= Extracted data =
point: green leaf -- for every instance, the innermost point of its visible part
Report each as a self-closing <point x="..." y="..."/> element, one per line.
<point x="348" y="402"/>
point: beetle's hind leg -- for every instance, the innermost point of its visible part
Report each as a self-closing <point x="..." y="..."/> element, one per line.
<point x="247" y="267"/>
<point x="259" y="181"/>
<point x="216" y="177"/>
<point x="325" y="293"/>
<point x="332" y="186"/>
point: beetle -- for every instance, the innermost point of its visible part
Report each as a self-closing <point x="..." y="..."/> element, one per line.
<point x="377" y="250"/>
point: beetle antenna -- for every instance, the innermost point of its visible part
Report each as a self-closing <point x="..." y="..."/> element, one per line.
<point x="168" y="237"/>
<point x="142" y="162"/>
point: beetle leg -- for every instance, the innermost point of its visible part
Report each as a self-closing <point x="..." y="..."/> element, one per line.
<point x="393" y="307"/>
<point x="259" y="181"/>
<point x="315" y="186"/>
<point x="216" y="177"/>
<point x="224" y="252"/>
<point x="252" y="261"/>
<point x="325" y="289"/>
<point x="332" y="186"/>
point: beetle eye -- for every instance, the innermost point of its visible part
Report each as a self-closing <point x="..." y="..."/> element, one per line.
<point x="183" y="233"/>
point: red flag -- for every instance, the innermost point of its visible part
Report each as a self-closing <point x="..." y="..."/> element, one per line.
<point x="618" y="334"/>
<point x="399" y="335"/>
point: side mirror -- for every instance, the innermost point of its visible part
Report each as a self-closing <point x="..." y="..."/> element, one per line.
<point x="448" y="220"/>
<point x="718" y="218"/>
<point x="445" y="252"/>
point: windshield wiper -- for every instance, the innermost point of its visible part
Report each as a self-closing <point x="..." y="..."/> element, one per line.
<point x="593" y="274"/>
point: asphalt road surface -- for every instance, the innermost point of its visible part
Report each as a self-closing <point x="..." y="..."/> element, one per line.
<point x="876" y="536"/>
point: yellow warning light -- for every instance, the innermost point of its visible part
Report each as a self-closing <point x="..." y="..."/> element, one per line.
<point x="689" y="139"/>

= Activity =
Please repeat every record above word for word.

= Exercise answer =
point: green leaf -- for every instance, the innermost point of its visible part
Report each as a self-closing <point x="..." y="..."/> element, one per line.
<point x="348" y="402"/>
point: beetle's hind leg -- for every instance, the innermost point of its visible part
Report each as a self-closing <point x="..." y="..."/> element, one per line.
<point x="247" y="267"/>
<point x="259" y="181"/>
<point x="216" y="177"/>
<point x="325" y="293"/>
<point x="332" y="186"/>
point: beetle -- for every instance, the innermost point of its visible part
Report each as a self-closing <point x="..." y="..."/> element, one per line.
<point x="377" y="250"/>
point: beetle antenna -- for every instance, the innermost point of its visible part
Report each as a self-closing <point x="..." y="..."/> element, one per line.
<point x="168" y="237"/>
<point x="142" y="162"/>
point: beetle leg -- for every instance, the innermost point of its visible part
Report each as a self-closing <point x="..." y="..."/> element, one per line.
<point x="393" y="307"/>
<point x="259" y="181"/>
<point x="315" y="186"/>
<point x="216" y="177"/>
<point x="224" y="252"/>
<point x="252" y="261"/>
<point x="325" y="289"/>
<point x="332" y="186"/>
point: beetle eye -- for every instance, the innermost point of its visible part
Report each as a self-closing <point x="..." y="..."/> element, one per line.
<point x="183" y="233"/>
point: red flag -- for every instance, the innermost point of its visible part
Report each as a self-closing <point x="..." y="..."/> element, one per line.
<point x="618" y="334"/>
<point x="399" y="335"/>
point: side mirror -- for every instance, the innermost point of its visible part
Report each as a self-closing <point x="..." y="..."/> element, one per line.
<point x="448" y="220"/>
<point x="718" y="218"/>
<point x="445" y="252"/>
point: windshield wiper -- for every instance, the innermost point of its visible part
Report each as a self-closing <point x="..." y="..."/> element, one per line.
<point x="593" y="274"/>
point: asphalt road surface -- for every instance, the innermost point of its visible part
Report each as a self-closing <point x="..." y="..."/> element, one per line.
<point x="876" y="536"/>
point: yellow warning light -- for every instance, the innermost point of its visible part
Report each as a self-closing <point x="..." y="..."/> element, one per line.
<point x="689" y="139"/>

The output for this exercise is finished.